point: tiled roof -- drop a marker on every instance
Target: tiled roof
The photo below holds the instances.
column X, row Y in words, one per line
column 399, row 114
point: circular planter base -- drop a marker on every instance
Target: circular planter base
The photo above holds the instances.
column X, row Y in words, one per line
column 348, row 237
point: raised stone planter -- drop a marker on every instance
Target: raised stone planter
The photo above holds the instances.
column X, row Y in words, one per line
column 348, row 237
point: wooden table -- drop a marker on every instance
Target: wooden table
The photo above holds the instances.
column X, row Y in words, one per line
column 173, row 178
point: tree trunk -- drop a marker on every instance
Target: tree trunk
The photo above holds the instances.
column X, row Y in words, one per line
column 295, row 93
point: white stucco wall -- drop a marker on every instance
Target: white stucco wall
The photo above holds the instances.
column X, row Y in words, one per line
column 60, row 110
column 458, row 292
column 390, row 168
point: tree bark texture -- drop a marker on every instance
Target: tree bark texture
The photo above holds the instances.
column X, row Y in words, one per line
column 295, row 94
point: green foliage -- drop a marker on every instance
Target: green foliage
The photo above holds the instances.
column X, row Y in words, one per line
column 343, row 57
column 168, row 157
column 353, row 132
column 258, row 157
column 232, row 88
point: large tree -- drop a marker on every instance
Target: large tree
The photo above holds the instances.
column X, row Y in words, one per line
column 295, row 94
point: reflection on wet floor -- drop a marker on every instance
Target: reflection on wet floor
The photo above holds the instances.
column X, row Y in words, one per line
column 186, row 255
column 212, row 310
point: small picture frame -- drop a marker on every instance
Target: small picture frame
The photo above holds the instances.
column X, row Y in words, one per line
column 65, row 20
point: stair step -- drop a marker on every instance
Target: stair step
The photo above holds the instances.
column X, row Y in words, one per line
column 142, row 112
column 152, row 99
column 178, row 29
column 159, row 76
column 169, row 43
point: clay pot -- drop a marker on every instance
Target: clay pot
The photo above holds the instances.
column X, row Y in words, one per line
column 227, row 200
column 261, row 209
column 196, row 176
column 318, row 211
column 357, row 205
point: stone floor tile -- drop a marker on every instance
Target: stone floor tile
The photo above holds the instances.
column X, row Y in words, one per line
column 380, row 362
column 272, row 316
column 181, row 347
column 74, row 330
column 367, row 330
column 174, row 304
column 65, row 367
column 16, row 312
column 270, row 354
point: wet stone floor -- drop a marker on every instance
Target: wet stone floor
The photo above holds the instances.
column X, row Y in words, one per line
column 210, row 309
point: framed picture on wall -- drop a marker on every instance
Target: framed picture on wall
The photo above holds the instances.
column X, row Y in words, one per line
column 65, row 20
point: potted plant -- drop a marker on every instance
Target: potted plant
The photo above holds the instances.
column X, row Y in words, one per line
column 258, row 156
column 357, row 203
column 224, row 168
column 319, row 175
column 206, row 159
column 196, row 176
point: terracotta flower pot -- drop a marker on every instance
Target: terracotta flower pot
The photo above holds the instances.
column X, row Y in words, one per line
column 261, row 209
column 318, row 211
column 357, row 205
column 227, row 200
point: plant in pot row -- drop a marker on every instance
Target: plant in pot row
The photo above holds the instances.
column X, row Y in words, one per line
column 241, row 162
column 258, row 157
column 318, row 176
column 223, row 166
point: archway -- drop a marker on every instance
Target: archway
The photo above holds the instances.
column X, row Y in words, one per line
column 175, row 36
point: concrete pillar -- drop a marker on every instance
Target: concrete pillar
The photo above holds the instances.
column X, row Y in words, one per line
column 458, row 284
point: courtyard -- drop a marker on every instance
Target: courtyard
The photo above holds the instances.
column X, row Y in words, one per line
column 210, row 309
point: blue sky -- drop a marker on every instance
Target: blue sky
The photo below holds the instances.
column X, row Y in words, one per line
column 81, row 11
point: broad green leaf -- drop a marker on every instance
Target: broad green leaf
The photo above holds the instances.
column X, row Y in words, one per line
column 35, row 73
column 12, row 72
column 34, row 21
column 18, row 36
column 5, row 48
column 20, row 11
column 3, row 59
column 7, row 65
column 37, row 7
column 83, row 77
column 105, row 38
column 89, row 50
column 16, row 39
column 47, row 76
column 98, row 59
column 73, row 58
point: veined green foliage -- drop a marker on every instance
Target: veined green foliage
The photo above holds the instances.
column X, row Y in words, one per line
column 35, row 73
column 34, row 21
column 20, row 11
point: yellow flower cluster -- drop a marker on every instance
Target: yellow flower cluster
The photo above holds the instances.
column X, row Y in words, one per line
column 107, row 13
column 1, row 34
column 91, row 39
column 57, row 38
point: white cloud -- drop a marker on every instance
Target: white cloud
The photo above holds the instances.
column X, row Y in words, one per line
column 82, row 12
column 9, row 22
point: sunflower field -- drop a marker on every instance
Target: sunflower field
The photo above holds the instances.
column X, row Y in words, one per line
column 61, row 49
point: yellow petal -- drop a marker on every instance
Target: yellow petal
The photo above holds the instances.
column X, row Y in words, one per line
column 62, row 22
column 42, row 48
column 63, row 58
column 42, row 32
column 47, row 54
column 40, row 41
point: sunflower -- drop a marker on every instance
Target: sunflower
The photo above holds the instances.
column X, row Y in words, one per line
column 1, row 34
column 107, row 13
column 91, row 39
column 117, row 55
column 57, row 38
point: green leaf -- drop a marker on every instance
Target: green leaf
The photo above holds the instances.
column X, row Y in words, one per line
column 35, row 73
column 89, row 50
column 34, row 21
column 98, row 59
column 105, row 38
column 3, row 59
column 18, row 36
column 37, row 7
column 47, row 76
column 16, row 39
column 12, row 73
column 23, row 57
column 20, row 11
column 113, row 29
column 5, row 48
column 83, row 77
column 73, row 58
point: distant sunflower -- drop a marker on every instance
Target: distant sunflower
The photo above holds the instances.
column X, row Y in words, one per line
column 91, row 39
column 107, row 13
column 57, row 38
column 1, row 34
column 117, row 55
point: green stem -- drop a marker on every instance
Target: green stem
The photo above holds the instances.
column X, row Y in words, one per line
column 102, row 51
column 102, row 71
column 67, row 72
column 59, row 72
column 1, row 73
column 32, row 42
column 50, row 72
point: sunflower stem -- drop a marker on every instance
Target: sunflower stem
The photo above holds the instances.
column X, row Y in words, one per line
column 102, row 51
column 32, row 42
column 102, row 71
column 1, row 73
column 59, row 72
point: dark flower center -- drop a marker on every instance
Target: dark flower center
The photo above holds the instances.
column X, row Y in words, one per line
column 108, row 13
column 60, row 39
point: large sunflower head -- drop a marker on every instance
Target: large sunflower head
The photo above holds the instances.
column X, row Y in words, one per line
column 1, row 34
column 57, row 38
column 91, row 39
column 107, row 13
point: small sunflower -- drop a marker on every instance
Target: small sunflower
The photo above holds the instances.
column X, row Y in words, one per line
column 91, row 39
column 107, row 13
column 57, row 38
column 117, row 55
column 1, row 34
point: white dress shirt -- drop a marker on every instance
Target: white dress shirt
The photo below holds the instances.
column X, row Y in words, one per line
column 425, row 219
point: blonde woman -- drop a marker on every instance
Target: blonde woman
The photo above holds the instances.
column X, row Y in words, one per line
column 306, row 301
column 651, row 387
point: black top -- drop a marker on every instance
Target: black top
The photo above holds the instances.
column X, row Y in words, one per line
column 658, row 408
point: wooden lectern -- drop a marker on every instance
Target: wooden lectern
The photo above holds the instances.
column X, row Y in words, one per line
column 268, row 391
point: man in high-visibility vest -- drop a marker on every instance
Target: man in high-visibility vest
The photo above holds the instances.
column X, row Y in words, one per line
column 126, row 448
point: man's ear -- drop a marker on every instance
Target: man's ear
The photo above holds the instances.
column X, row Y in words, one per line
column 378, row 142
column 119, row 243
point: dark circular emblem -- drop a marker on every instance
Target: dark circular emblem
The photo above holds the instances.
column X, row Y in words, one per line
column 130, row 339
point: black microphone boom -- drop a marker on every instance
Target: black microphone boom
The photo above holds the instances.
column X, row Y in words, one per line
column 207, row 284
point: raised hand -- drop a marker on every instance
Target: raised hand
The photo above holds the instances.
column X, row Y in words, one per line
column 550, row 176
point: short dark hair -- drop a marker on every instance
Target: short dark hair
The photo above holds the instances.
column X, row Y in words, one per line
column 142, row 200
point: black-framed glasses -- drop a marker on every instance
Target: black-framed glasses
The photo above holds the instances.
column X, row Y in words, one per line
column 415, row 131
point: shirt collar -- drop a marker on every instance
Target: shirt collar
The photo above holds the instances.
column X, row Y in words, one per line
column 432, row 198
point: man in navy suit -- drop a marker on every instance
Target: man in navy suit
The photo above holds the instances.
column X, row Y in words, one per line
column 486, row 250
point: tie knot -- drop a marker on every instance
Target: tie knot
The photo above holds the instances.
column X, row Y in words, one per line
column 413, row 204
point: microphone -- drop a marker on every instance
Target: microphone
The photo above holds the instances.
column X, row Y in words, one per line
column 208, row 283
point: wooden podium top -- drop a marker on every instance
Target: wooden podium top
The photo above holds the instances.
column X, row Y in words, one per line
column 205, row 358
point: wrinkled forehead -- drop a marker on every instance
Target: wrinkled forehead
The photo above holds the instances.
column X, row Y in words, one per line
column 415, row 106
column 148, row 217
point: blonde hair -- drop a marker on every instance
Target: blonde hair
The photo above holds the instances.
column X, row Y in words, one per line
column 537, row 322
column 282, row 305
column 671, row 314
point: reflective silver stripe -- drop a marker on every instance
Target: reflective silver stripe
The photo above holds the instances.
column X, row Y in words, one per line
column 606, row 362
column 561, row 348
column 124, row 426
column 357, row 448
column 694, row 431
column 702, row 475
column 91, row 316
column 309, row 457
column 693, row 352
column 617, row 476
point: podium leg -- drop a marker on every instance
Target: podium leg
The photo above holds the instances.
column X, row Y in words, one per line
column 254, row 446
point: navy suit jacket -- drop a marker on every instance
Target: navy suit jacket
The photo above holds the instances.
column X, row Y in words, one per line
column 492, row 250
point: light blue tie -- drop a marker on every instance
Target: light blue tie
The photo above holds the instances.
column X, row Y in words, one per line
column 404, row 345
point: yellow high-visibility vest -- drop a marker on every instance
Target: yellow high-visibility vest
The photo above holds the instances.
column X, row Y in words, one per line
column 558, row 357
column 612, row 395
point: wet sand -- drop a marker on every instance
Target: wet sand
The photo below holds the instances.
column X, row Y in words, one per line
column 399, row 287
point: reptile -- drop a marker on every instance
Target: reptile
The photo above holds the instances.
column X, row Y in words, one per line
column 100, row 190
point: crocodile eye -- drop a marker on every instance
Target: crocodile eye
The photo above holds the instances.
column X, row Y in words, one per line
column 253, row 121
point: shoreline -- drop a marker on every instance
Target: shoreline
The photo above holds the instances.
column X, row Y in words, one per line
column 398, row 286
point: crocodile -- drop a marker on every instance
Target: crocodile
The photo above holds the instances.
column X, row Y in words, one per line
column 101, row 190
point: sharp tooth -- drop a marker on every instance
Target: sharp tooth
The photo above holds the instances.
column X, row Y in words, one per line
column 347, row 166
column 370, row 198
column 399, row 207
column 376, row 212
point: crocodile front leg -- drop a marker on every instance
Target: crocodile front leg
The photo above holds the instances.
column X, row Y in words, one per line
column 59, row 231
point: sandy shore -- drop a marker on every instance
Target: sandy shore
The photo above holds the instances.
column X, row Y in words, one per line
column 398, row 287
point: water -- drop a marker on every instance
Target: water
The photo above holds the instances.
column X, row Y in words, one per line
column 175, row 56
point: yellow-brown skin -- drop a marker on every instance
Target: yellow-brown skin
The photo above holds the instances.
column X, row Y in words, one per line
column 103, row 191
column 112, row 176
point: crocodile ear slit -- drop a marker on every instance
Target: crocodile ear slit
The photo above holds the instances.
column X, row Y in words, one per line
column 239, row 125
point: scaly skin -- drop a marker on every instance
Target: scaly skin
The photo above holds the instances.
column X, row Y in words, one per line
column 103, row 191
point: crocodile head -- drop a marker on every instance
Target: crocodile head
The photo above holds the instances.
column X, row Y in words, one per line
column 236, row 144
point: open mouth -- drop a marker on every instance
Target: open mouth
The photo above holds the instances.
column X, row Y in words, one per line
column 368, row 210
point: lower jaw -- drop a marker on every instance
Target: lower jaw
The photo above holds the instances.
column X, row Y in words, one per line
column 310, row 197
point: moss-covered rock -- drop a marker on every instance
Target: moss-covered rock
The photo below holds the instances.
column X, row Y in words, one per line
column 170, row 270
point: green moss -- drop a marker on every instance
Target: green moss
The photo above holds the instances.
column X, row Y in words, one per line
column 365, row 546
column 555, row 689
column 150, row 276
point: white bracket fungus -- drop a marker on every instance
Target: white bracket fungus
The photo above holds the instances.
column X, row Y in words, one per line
◇ ◇ ◇
** What the exercise asks **
Reproduce the data above line for line, starting at the line that contains "point: podium leg" and ending at the line that contains "column 612, row 395", with both of those lines included.

** The result **
point: podium leg -- drop a marker on every instance
Target: podium leg
The photo above holds the instances.
column X, row Y in words, one per line
column 254, row 446
point: navy suit jacket -- drop a marker on every instance
Target: navy suit jacket
The photo above holds the instances.
column X, row Y in words, one per line
column 492, row 250
point: light blue tie -- drop a marker on every instance
Target: light blue tie
The photo above holds the instances.
column X, row Y in words, one per line
column 404, row 345
point: yellow high-visibility vest -- drop a marker on every instance
Target: yellow high-visibility vest
The photo above holds the instances.
column X, row Y in words, one per line
column 558, row 357
column 612, row 395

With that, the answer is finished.